━━━ Texto de leitura ━━━

Ora, para um Governo que tem dificuldade em aceitar que nada contribuiu para melhorar a redistribuição de renda no País e, ainda, que pleiteia sua continuidade por meio da candidatura do Senador José Serra à presidência da República, tal notícia não poderia ser mais incômoda. Mais ainda: desnuda verdades que tanto faz questão de esconder do povo brasileiro.

Sr. Presidente, é duro ver que, em um País como o Brasil, o sistema financeiro continua a atuar como uma gigantesca sanguessuga a sorver a minguada poupança nacional e a fabricar lucros estratosféricos apenas com a manipulação do dinheiro. Em números, isso quer dizer, por exemplo, que, em 1994, primeiro ano da chamada estabilização monetária, os dez maiores bancos privados lucraram juntos 3 bilhões de reais, em valores atualizados. Em 2001, o lucro desse mesmo grupo foi de 8,4 bilhões, traduzindo o nada módico crescimento de 180%.

O lucro líquido consolidado dos dez maiores bancos foi de 41 bilhões no período de 8 anos de existência do Plano Real. Estranhamente, o imposto de renda que eles têm pago, calculado em valores atualizados, diminuiu no mesmo período, passando de 2,6 bilhões, em 1994, para 1,29 bilhões, em 2001.

Gostaria de poupar meus nobres Pares e os que nos assistem pela televisão e pelo rádio de um tecnicismo enfadonho. O assunto, todavia, é sério e deve ser tratado com a exata medida da relevância que tem para o nosso equilíbrio social e desenvolvimento econômico.

O primeiro indicador de que o sistema funciona mal para os cidadãos e excessivamente bem para os bancos é o fato de que a Receita Federal teve um aumento de arrecadação de 42,73% acima da inflação no período 1994-2001. Nesse período, a Receita conseguiu um crescimento da participação do setor financeiro de apenas 11,77%, enquanto das pessoas físicas arrecadou a mais 53,6%.

━━━ Linhas de dados ━━━

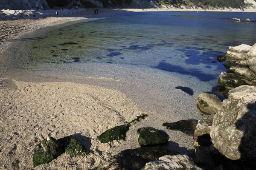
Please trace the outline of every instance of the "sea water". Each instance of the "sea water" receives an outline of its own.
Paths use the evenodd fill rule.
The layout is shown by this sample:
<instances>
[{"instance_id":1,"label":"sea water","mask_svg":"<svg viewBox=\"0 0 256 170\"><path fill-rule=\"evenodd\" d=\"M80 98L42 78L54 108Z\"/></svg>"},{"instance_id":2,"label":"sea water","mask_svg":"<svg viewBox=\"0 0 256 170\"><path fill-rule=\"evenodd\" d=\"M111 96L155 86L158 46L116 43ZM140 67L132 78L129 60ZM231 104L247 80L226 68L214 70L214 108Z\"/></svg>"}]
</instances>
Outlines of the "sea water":
<instances>
[{"instance_id":1,"label":"sea water","mask_svg":"<svg viewBox=\"0 0 256 170\"><path fill-rule=\"evenodd\" d=\"M218 76L227 71L217 56L224 55L230 46L256 42L255 23L227 18L256 16L157 11L91 19L31 37L26 57L19 57L28 59L19 67L37 74L119 81L121 85L113 88L147 109L175 115L176 120L198 119L196 98L202 92L215 93Z\"/></svg>"}]
</instances>

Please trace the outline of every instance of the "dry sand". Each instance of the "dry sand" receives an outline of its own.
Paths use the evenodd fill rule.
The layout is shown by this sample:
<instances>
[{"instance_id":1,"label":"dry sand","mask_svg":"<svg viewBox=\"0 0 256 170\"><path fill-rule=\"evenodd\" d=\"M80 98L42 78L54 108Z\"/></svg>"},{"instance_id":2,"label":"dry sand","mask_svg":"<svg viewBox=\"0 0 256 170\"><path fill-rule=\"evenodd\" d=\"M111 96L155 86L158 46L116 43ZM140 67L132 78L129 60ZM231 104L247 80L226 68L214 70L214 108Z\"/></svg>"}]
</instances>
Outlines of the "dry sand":
<instances>
[{"instance_id":1,"label":"dry sand","mask_svg":"<svg viewBox=\"0 0 256 170\"><path fill-rule=\"evenodd\" d=\"M100 9L99 16L95 16L90 9L58 18L0 21L0 61L4 62L2 54L10 47L12 41L24 34L67 21L128 11L142 11L140 9ZM90 169L100 165L121 151L139 147L136 130L147 126L149 122L159 124L153 128L165 130L162 126L164 122L155 119L157 113L143 110L119 91L75 81L49 82L44 77L41 82L21 81L11 75L6 76L4 73L6 66L0 65L0 169L32 169L35 146L50 135L56 139L73 135L90 153L85 157L73 159L64 154L36 170ZM131 128L126 140L110 144L101 144L97 140L97 136L106 130L123 125L143 113L149 116ZM165 131L170 136L169 141L173 141L169 144L169 149L182 153L193 149L192 136L180 132Z\"/></svg>"}]
</instances>

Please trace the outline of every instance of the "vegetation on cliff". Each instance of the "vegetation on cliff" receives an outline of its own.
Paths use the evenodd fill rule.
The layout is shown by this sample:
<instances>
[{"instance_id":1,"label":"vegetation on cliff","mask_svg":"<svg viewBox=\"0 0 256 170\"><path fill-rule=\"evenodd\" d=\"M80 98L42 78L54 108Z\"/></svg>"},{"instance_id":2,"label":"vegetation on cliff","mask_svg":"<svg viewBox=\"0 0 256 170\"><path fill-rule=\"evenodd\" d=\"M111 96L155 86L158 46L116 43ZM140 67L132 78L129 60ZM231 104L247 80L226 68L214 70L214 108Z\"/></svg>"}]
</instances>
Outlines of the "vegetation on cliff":
<instances>
[{"instance_id":1,"label":"vegetation on cliff","mask_svg":"<svg viewBox=\"0 0 256 170\"><path fill-rule=\"evenodd\" d=\"M188 7L198 6L203 8L208 8L209 6L239 8L243 8L245 5L243 0L162 0L160 2L166 5L172 5L177 7L183 5Z\"/></svg>"}]
</instances>

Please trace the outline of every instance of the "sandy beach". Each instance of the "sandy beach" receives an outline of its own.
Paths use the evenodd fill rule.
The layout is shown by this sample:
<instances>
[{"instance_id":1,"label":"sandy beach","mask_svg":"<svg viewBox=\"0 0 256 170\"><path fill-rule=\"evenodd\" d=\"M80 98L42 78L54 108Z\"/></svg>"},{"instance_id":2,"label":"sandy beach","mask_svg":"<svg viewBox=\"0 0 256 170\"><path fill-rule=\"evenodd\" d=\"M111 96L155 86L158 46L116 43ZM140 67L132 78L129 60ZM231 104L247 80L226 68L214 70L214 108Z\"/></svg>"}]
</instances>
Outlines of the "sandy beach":
<instances>
[{"instance_id":1,"label":"sandy beach","mask_svg":"<svg viewBox=\"0 0 256 170\"><path fill-rule=\"evenodd\" d=\"M186 116L198 119L201 116L199 112L183 117L167 117L164 115L158 118L154 110L147 110L137 105L114 88L116 84L122 83L134 85L130 82L104 78L73 77L68 80L64 78L26 76L22 73L8 72L8 66L5 65L6 51L12 48L12 42L25 34L67 22L81 22L87 18L120 12L177 10L100 9L99 16L94 15L93 10L89 9L86 12L58 18L0 21L0 169L32 169L34 148L41 141L48 136L58 139L70 135L79 139L90 153L84 157L73 159L64 154L35 169L90 169L100 166L122 150L139 147L137 130L147 126L167 133L169 149L181 153L193 153L192 136L167 130L162 125L165 121L174 122ZM99 85L92 85L92 80L100 82ZM191 101L196 96L193 97ZM156 108L154 110L157 110ZM125 141L102 144L97 140L97 137L107 130L123 125L143 113L148 114L148 117L131 127Z\"/></svg>"}]
</instances>

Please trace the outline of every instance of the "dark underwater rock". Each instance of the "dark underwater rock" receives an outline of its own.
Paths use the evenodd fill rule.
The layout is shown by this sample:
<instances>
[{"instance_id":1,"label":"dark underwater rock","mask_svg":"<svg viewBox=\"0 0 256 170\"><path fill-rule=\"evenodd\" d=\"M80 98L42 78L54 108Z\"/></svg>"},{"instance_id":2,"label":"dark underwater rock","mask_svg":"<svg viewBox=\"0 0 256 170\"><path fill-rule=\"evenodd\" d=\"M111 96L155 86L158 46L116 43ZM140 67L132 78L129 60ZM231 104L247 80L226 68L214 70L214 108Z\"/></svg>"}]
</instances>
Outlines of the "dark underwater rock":
<instances>
[{"instance_id":1,"label":"dark underwater rock","mask_svg":"<svg viewBox=\"0 0 256 170\"><path fill-rule=\"evenodd\" d=\"M163 145L168 142L168 135L159 130L154 130L148 127L138 129L139 144L141 147Z\"/></svg>"},{"instance_id":2,"label":"dark underwater rock","mask_svg":"<svg viewBox=\"0 0 256 170\"><path fill-rule=\"evenodd\" d=\"M217 60L220 62L223 62L226 61L226 56L217 56Z\"/></svg>"},{"instance_id":3,"label":"dark underwater rock","mask_svg":"<svg viewBox=\"0 0 256 170\"><path fill-rule=\"evenodd\" d=\"M93 170L140 170L147 162L157 161L165 155L178 154L159 146L128 149L113 156L108 162Z\"/></svg>"},{"instance_id":4,"label":"dark underwater rock","mask_svg":"<svg viewBox=\"0 0 256 170\"><path fill-rule=\"evenodd\" d=\"M133 123L135 124L137 122L140 122L142 120L144 120L145 118L148 117L148 115L146 114L142 114L141 115L139 116L136 117L136 119L132 120L130 123Z\"/></svg>"},{"instance_id":5,"label":"dark underwater rock","mask_svg":"<svg viewBox=\"0 0 256 170\"><path fill-rule=\"evenodd\" d=\"M194 121L183 120L174 123L165 123L163 125L168 129L179 130L187 135L193 136L197 124L197 122Z\"/></svg>"},{"instance_id":6,"label":"dark underwater rock","mask_svg":"<svg viewBox=\"0 0 256 170\"><path fill-rule=\"evenodd\" d=\"M180 89L190 96L193 96L194 95L194 91L193 91L193 90L189 88L188 88L187 87L177 86L175 88L177 89Z\"/></svg>"}]
</instances>

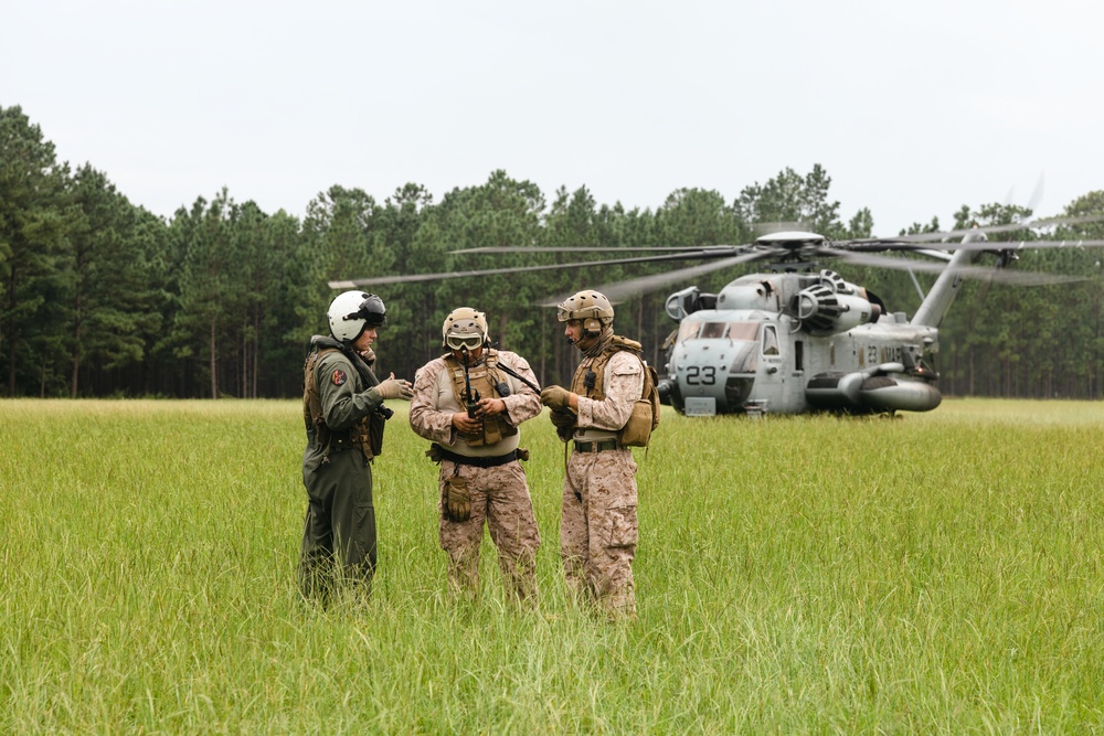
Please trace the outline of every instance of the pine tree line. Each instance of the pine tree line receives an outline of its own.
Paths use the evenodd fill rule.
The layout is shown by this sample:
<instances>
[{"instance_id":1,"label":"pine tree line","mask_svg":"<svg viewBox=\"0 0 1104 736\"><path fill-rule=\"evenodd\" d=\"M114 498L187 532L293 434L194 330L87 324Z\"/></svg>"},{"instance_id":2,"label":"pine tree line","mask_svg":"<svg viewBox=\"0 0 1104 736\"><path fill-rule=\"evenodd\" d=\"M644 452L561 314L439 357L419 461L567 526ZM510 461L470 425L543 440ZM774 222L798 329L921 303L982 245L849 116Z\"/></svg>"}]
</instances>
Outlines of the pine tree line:
<instances>
[{"instance_id":1,"label":"pine tree line","mask_svg":"<svg viewBox=\"0 0 1104 736\"><path fill-rule=\"evenodd\" d=\"M872 235L869 210L845 224L819 166L784 169L729 202L675 191L655 211L594 201L583 186L546 199L528 181L492 172L439 202L410 183L383 202L335 185L299 218L268 214L223 190L166 220L132 204L108 177L59 162L20 107L0 107L0 370L8 396L289 397L300 393L311 334L325 332L332 279L435 274L609 259L628 247L749 243L755 223L802 222L834 238ZM1104 213L1104 191L1062 214ZM1022 207L963 206L949 227L1015 222ZM936 218L911 231L938 231ZM1032 233L1009 239L1030 239ZM1100 224L1055 237L1104 237ZM583 253L455 253L487 246L587 248ZM1060 287L966 286L941 329L941 387L948 395L1097 398L1104 276L1097 249L1025 250L1017 268L1084 277ZM491 338L526 355L543 382L563 383L574 358L550 298L582 287L689 265L682 262L563 267L374 289L388 305L380 369L412 377L440 351L455 307L487 312ZM931 278L830 264L912 313ZM698 280L718 291L746 273ZM689 286L684 285L684 286ZM639 339L662 366L676 327L668 294L617 307L617 331Z\"/></svg>"}]
</instances>

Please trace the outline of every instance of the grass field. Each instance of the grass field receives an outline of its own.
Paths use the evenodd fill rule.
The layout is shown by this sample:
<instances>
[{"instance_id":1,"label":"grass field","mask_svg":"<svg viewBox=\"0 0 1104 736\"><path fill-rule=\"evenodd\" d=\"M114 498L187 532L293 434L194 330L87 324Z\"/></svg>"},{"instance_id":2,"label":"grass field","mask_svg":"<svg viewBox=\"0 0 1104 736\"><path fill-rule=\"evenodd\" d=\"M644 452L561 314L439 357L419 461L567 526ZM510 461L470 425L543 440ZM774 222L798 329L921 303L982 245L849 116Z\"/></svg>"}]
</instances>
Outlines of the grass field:
<instances>
[{"instance_id":1,"label":"grass field","mask_svg":"<svg viewBox=\"0 0 1104 736\"><path fill-rule=\"evenodd\" d=\"M394 403L368 601L295 587L296 402L0 402L0 733L1100 733L1104 404L665 414L639 620L569 602L562 445L523 427L537 610L445 594Z\"/></svg>"}]
</instances>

━━━

**O que se pede:**
Digite novamente o texto sobre os lucros dos bancos, inteiro e sem nenhuma alteração. A listagem provém de uma fonte diferente.

**Resposta completa:**
Ora, para um Governo que tem dificuldade em aceitar que nada contribuiu para melhorar a redistribuição de renda no País e, ainda, que pleiteia sua continuidade por meio da candidatura do Senador José Serra à presidência da República, tal notícia não poderia ser mais incômoda. Mais ainda: desnuda verdades que tanto faz questão de esconder do povo brasileiro.

Sr. Presidente, é duro ver que, em um País como o Brasil, o sistema financeiro continua a atuar como uma gigantesca sanguessuga a sorver a minguada poupança nacional e a fabricar lucros estratosféricos apenas com a manipulação do dinheiro. Em números, isso quer dizer, por exemplo, que, em 1994, primeiro ano da chamada estabilização monetária, os dez maiores bancos privados lucraram juntos 3 bilhões de reais, em valores atualizados. Em 2001, o lucro desse mesmo grupo foi de 8,4 bilhões, traduzindo o nada módico crescimento de 180%.

O lucro líquido consolidado dos dez maiores bancos foi de 41 bilhões no período de 8 anos de existência do Plano Real. Estranhamente, o imposto de renda que eles têm pago, calculado em valores atualizados, diminuiu no mesmo período, passando de 2,6 bilhões, em 1994, para 1,29 bilhões, em 2001.

Gostaria de poupar meus nobres Pares e os que nos assistem pela televisão e pelo rádio de um tecnicismo enfadonho. O assunto, todavia, é sério e deve ser tratado com a exata medida da relevância que tem para o nosso equilíbrio social e desenvolvimento econômico.

O primeiro indicador de que o sistema funciona mal para os cidadãos e excessivamente bem para os bancos é o fato de que a Receita Federal teve um aumento de arrecadação de 42,73% acima da inflação no período 1994-2001. Nesse período, a Receita conseguiu um crescimento da participação do setor financeiro de apenas 11,77%, enquanto das pessoas físicas arrecadou a mais 53,6%.